| WHAT IS BEING ASKED |
Provide an exact transcription of all the records.

| ROWS |

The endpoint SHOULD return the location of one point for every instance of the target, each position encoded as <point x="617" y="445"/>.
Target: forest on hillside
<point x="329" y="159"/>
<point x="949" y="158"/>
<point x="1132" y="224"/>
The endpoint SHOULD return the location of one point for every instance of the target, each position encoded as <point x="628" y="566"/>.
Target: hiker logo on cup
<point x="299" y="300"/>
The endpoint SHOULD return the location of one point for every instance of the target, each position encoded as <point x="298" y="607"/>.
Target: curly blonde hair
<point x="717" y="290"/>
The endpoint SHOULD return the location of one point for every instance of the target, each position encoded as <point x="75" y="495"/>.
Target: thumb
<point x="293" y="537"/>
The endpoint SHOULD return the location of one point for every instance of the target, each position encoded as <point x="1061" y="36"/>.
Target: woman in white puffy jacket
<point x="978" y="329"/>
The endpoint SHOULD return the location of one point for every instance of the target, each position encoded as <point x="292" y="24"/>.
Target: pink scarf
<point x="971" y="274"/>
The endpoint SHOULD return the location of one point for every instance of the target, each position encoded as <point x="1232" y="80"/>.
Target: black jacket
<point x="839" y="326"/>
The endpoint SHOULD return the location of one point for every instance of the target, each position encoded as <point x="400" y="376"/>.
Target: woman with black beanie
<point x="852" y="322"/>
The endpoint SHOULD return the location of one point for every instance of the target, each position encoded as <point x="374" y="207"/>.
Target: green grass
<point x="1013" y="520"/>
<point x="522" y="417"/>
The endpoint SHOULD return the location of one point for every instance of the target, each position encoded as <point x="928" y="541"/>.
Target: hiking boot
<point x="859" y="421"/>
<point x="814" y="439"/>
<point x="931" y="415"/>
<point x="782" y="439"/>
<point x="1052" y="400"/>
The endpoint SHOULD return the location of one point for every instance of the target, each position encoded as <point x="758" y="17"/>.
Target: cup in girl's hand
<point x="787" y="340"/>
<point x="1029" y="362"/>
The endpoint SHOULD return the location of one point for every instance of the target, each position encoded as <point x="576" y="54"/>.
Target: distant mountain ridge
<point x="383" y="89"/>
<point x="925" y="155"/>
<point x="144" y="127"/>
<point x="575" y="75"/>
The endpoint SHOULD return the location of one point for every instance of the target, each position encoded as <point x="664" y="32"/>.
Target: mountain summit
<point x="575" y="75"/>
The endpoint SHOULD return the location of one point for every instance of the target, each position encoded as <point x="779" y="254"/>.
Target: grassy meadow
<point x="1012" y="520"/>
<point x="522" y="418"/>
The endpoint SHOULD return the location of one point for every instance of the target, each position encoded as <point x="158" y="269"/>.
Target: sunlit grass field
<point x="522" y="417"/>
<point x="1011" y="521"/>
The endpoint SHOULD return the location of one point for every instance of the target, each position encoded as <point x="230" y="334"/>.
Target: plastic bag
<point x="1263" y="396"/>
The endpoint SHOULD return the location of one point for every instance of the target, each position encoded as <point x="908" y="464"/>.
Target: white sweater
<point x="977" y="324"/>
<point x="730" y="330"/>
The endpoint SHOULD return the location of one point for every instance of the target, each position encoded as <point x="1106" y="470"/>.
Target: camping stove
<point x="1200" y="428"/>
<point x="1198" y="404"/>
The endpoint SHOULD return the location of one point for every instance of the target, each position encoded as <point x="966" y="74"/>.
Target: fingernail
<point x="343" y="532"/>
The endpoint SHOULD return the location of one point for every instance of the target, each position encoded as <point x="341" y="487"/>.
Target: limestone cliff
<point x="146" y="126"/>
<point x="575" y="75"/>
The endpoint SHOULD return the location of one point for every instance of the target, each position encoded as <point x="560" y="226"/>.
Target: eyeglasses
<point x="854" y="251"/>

| FINAL RESULT |
The endpoint SHOULD return the location of one point for every instance of the target, each position encoded as <point x="617" y="445"/>.
Target: forest on hillside
<point x="329" y="159"/>
<point x="949" y="158"/>
<point x="1132" y="224"/>
The endpoint SHOULD return the location of one point for every instance of the target, each position encoded as <point x="628" y="566"/>.
Target: hiker logo on cup
<point x="299" y="300"/>
The endpoint SHOULD return the location of one point for every instance of the target, each position encoded as <point x="298" y="607"/>.
Target: curly blonde hair
<point x="717" y="290"/>
The endpoint SHOULD return the location of one point for every instance of the target, each position encoded as <point x="75" y="495"/>.
Target: thumb
<point x="293" y="537"/>
The endpoint SHOULD return the location of one point for every instance of the target, each position encoded as <point x="1061" y="36"/>.
Target: woman in white puffy jacket
<point x="978" y="329"/>
The endpoint SHOULD return the location of one point for every instance of the target, each position encoded as <point x="292" y="24"/>.
Target: pink scarf
<point x="971" y="274"/>
The endpoint SHOULD return the location of one point for every instance of the target, each position encoded as <point x="1232" y="80"/>.
Target: black jacket
<point x="839" y="326"/>
The endpoint SHOULD return the location of one point for every instance of the target, each position encoded as <point x="400" y="376"/>.
Target: woman with black beanie
<point x="852" y="322"/>
The endpoint SHOULD return the location of one point for every instance of the target, each position encoded as <point x="374" y="207"/>.
Target: green grass
<point x="1013" y="520"/>
<point x="522" y="417"/>
The endpoint SHOULD return the location of one point for every instance of the target, each position encoded as <point x="928" y="541"/>.
Target: hiking boot
<point x="859" y="421"/>
<point x="814" y="439"/>
<point x="931" y="415"/>
<point x="782" y="439"/>
<point x="1052" y="400"/>
The endpoint SHOULD return the location of one point for every instance of the target, each position encoded as <point x="758" y="17"/>.
Target: cup in girl's hand
<point x="787" y="340"/>
<point x="1029" y="362"/>
The endpoint SHOULD return the location of one point for every instance of the target, each position encoded as <point x="576" y="54"/>.
Target: distant mountain ridge
<point x="383" y="89"/>
<point x="925" y="155"/>
<point x="144" y="127"/>
<point x="575" y="75"/>
The endpoint SHOULD return the location of one point for every instance of the target, each position encoded as <point x="664" y="32"/>.
Target: mountain summit
<point x="575" y="75"/>
The endpoint SHOULD return the location of one point for every instance of the target, each position encoded as <point x="779" y="254"/>.
Target: grassy meadow
<point x="1012" y="520"/>
<point x="522" y="418"/>
The endpoint SHOULD return the location of one point for every instance of the target, each position encoded as <point x="158" y="269"/>.
Target: sunlit grass field
<point x="522" y="417"/>
<point x="1011" y="521"/>
The endpoint SHOULD return the location of one point for every instance of the target, each position encoded as <point x="230" y="334"/>.
Target: plastic bag
<point x="1263" y="396"/>
The endpoint SHOULD return the location of one point for every instance of the target, each position encoded as <point x="908" y="464"/>.
Target: white sweater
<point x="977" y="324"/>
<point x="730" y="330"/>
The endpoint SHOULD return the location of one point for every instance of the target, each position encoded as <point x="1106" y="470"/>.
Target: camping stove
<point x="1200" y="428"/>
<point x="1198" y="404"/>
The endpoint SHOULD return the location of one point for every instance of the target, each position encoded as <point x="966" y="74"/>.
Target: fingernail
<point x="343" y="532"/>
The endpoint SHOULD return the location of one point for every instance of the target, each position encoded as <point x="341" y="487"/>.
Target: limestone cliff
<point x="146" y="126"/>
<point x="575" y="75"/>
The endpoint SHOULD return the location of one point for every instance of the target, each position encoded as <point x="560" y="226"/>.
Target: eyeglasses
<point x="854" y="251"/>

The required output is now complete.